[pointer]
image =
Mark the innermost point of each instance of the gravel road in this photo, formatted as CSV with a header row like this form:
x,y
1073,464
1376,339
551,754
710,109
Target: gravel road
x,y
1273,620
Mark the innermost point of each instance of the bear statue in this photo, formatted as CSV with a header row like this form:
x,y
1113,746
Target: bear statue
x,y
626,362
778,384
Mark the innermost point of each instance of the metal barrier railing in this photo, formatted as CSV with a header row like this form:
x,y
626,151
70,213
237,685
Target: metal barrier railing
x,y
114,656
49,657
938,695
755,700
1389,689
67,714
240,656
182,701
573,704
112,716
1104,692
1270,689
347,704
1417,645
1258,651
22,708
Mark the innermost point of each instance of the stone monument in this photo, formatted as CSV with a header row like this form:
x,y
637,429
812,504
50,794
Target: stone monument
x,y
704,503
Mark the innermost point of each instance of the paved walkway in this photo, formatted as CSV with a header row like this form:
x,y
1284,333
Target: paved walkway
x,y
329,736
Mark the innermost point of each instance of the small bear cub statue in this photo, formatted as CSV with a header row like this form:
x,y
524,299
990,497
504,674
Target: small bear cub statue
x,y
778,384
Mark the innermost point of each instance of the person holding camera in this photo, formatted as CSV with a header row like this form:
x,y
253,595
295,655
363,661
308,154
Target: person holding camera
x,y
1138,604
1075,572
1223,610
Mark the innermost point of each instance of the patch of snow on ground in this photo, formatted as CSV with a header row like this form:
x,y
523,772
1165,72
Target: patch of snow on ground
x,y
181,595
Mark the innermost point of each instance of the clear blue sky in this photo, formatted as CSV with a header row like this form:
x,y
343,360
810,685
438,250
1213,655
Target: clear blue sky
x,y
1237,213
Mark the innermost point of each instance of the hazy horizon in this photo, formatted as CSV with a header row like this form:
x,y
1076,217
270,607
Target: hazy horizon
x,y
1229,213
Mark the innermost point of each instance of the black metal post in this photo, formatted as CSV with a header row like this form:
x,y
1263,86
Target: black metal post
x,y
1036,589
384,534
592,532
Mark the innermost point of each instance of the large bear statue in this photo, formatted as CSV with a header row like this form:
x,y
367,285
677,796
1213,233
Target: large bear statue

+++++

[WHAT TO DO]:
Write out again, word for word, the part of the records that runs from the line with "Mark the innermost point of each instance of the hazy" through the last line of the records.

[WRITTEN RESPONSE]:
Mark the innermost point of each instance of the hazy horizon in this photo, formatted as CSV with a header row like this form:
x,y
1076,217
270,607
Target: hazy horizon
x,y
1229,213
Mark the innermost point of each instance of the black metal post in this photo, formatted as CSV with a header row like this form:
x,y
1263,86
Target: black metal post
x,y
1036,589
384,534
592,532
Mark the innermost point of each instance of the large bear statue in this photo, formatted as CSV with a header row like this form:
x,y
367,285
677,796
1213,233
Target: large bear statue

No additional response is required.